Among the records, which lines include "tree"? List them.

(DATA TO EXAMINE begins)

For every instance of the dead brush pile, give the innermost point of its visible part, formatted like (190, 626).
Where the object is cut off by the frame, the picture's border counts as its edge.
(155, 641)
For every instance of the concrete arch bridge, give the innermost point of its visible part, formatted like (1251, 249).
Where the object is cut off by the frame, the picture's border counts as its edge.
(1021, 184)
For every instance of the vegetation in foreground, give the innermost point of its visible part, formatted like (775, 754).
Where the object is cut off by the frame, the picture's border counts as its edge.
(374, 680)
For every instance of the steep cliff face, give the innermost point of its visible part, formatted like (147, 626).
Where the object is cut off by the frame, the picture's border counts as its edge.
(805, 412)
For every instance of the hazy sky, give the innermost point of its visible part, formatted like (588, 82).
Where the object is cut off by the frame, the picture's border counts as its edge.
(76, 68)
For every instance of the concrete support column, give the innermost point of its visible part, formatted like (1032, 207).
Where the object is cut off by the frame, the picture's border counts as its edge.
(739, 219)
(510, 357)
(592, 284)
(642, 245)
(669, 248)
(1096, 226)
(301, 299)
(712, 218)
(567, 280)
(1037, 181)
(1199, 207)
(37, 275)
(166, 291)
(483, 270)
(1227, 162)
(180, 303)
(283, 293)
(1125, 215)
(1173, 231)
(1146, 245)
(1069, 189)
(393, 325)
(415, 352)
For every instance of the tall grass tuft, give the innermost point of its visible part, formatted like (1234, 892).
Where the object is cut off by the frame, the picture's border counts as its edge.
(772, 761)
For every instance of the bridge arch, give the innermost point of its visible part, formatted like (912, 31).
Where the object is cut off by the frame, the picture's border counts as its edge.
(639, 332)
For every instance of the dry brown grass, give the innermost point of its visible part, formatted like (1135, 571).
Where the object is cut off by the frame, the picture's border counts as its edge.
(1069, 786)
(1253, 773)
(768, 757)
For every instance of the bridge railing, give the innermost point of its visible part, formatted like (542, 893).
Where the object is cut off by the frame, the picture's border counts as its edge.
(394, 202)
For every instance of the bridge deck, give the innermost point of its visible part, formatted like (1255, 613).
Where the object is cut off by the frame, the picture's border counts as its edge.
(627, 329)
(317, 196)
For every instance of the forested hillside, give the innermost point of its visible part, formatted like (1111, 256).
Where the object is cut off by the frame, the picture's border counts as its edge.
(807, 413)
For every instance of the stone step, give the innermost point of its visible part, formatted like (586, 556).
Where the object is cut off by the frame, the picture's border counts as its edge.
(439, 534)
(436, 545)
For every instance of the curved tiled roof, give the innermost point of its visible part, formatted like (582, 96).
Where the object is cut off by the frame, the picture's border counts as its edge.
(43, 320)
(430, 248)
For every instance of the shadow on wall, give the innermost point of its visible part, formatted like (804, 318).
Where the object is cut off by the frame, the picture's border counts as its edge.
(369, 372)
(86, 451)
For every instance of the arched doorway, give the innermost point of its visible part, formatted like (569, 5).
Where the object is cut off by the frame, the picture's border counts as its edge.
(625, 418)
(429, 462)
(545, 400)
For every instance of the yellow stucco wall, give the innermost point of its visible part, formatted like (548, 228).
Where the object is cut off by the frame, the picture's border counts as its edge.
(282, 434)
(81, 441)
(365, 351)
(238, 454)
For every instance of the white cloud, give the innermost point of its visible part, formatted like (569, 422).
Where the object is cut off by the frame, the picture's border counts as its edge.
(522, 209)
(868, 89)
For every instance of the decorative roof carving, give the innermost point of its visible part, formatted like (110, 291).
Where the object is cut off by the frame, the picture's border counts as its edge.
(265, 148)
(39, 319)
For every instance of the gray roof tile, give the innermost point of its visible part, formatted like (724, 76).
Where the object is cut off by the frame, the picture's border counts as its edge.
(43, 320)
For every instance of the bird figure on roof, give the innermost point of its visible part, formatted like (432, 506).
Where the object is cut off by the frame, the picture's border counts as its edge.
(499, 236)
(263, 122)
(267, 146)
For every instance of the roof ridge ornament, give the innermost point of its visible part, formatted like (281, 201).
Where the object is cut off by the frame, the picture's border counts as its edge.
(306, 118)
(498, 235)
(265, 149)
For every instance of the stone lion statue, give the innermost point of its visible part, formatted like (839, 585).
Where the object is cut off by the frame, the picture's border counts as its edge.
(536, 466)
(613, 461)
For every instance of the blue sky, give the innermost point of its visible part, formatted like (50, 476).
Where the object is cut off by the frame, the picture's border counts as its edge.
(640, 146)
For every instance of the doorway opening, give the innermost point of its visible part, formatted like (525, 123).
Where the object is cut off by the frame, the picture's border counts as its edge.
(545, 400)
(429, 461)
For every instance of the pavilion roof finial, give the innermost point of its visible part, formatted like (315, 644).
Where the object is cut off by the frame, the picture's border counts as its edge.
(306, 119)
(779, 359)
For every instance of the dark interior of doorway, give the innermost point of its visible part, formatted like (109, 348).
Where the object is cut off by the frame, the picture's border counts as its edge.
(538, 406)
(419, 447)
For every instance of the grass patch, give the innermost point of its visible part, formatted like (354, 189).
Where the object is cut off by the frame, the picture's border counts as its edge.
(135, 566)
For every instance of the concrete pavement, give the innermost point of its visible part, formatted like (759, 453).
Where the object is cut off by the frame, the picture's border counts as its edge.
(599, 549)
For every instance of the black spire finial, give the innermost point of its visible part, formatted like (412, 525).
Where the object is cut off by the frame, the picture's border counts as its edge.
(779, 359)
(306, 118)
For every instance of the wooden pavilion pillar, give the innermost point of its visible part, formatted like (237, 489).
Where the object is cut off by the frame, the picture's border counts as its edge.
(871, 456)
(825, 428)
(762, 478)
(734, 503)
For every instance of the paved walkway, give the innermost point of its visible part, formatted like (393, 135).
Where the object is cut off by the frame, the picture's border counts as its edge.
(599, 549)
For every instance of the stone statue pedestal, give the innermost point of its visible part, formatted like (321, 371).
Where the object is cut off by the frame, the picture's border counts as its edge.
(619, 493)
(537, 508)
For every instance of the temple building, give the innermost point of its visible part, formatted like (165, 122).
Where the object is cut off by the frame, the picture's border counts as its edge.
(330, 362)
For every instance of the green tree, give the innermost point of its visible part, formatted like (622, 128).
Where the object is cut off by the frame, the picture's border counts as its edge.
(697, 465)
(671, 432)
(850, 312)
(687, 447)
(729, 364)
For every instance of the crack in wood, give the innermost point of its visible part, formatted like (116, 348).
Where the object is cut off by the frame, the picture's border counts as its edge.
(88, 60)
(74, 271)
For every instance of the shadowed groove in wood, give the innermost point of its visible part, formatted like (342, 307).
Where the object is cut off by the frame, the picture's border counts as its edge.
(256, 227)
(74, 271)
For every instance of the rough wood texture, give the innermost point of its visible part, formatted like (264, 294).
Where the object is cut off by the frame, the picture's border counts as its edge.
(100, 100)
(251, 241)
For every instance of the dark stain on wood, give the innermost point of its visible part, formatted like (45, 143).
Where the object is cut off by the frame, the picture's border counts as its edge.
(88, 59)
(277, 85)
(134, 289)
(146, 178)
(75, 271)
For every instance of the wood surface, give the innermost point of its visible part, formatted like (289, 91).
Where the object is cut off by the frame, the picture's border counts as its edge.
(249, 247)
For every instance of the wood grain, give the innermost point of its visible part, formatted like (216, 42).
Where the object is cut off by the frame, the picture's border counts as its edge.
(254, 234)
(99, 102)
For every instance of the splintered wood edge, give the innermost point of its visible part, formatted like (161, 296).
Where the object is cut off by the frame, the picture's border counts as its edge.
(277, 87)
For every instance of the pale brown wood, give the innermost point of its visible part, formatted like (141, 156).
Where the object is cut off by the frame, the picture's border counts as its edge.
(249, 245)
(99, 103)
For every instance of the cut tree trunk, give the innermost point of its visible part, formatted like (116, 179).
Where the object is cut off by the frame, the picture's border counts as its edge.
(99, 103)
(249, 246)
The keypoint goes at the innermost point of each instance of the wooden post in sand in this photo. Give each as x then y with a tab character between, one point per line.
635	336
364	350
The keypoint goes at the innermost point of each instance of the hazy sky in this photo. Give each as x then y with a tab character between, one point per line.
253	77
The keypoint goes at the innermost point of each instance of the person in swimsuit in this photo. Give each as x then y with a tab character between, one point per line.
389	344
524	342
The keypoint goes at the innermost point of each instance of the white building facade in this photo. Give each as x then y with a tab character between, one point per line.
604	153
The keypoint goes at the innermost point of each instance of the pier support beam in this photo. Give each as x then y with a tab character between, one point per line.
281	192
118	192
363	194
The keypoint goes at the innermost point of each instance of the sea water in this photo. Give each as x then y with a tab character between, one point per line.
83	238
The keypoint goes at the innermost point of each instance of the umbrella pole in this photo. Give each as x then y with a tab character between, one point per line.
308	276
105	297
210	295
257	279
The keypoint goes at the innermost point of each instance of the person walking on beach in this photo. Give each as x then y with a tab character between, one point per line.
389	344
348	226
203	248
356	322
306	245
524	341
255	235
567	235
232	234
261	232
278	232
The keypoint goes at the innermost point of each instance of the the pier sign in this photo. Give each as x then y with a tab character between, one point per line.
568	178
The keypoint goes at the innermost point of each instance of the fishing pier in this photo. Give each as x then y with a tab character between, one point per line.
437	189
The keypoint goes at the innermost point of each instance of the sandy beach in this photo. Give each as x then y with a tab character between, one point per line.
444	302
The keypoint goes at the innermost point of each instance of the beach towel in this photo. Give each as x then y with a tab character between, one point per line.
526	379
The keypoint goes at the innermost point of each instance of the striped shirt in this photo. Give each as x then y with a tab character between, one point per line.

(DATA TO EXAMINE ends)

_ANSWER SECTION_:
For every instance of the green tree, give the innermost point of its visible part, formatted like (622, 128).
For every instance of the cut tree trunk, give the innermost point of its visible part, formatted like (116, 179).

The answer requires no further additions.